What is perfection, really?
For Quebec Premier François Legault, perfection seems to be 7,155 people dead. Perfection are the thousands of seniors left without proper care. Perfection is a months-long semi-lockdown where 1,000 cases per day of COVID was an acceptable plateau. Perfection is dangling the prospect of Christmas with family if people would only just not spread the virus. Perfection is hundreds of health care workers infected and a hospital system on the brink of collapse.
Perfection, in other words, is failure. Abject, complete failure.
From the very beginning of the pandemic, Legault has failed the people of this province again and again.
So, you can perhaps understand my fury at our premier when in an interview in the French-language magazine L’actualité Legault was asked whether he though he had made any mistakes.
“No, I don’t see any,” he said.

—————

◆ Description of the task: Continue the opinion piece criticizing François Legault's pandemic record, starting after the sentence that ends with his reply, "No, I don't see any," he said.

◆ Data shown:
—————

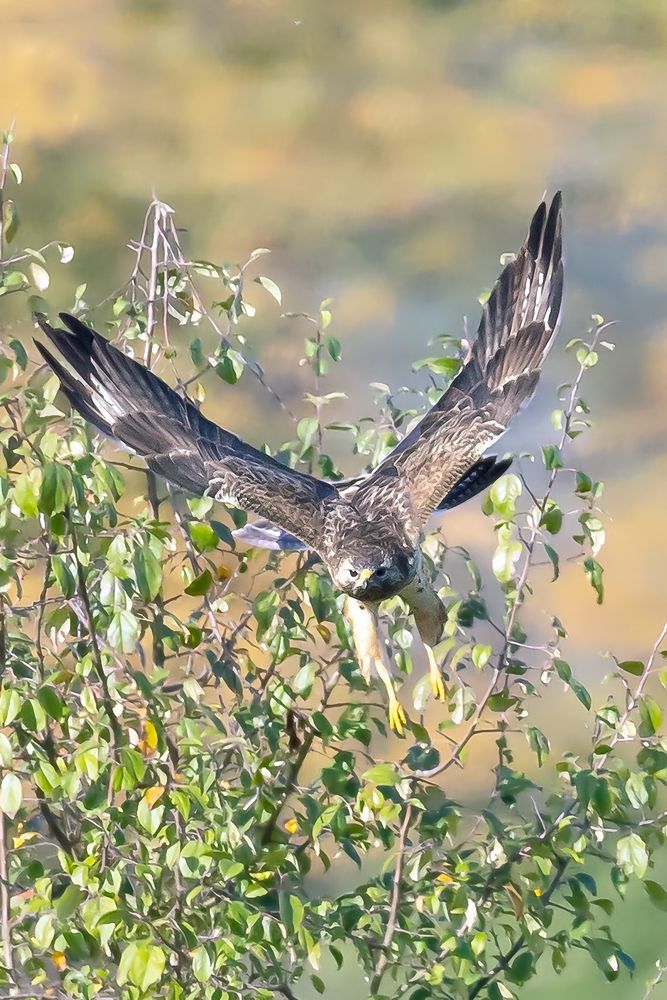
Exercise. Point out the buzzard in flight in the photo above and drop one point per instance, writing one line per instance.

—————

◆ Answer space:
No, you don’t see any? You don’t see the thousands of dead people? The elderly who were put into a system so rotten, so wretched that countless of them were left to die hungry, unwashed, uncared for, and utterly alone?
Well then. Let’s look at some of the failures of this premier, shall we?
Of the 7,155 deaths in the province, 5,997 of those who have died were in some long-term care facility, according to figures kept by independent journalist Nora Loretto*. That’s 84 percent of the total. Eighty-four percent. Deaths in Quebec LTC account for nearly half (48.6 percent) of all the 12, 325 deaths in Canada. Half.
In B.C., the province moved to bar workers in LTC from working in multiple care homes once they had COVID outbreaks in fewer than a dozen or so homes. Here in Quebec, Legault was closing business at that point. LTC workers were only barred from multiple homes more than month later — and even then it wasn’t a rule, more of a ministerial suggestion.
So, right there, we have an obvious failure of Legault’s policy. Workers could take COVID from one care home and spread it around to another. Bring the virus to the very bedside of the most vulnerable throughout the province.
You could maybe be forgiven for wanting to separate out the LTC deaths. It does seem easy to say, “Well, if you don’t count all the LTC deaths, Quebec did pretty well with the pandemic.”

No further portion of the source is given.